* Problem to work on
Find every line below that contains the word "array" and copy each one out in full. Case counts.

* Information supplied
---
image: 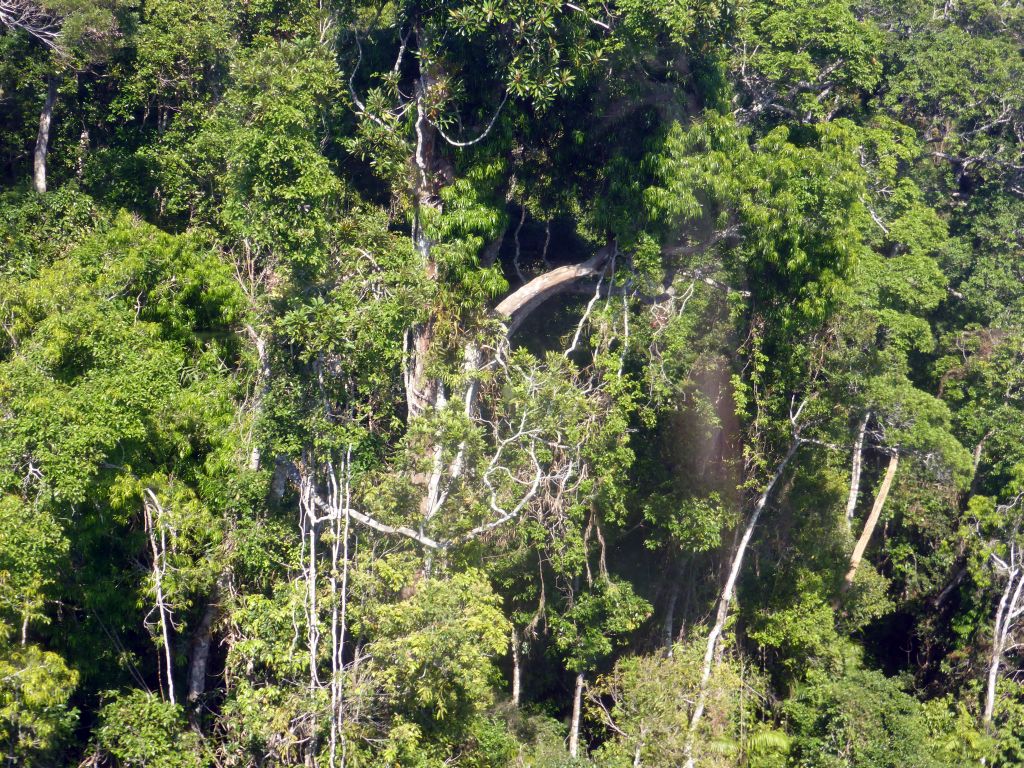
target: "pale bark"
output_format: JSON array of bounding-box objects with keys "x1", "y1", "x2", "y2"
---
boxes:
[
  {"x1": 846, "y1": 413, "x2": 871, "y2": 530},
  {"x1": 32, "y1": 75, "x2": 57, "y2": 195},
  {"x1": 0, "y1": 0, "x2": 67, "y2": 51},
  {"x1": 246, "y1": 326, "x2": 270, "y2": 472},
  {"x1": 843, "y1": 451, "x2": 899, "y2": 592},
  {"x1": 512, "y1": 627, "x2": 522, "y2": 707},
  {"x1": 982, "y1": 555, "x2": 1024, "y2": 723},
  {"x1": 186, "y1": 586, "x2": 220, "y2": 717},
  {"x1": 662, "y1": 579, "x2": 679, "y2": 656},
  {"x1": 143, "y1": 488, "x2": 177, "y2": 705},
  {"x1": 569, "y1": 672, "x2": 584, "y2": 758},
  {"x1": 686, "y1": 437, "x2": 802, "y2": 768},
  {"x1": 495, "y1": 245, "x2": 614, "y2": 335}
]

* Solution for this task
output_format: JSON array of bounding-box objects with keys "x1", "y1", "x2", "y2"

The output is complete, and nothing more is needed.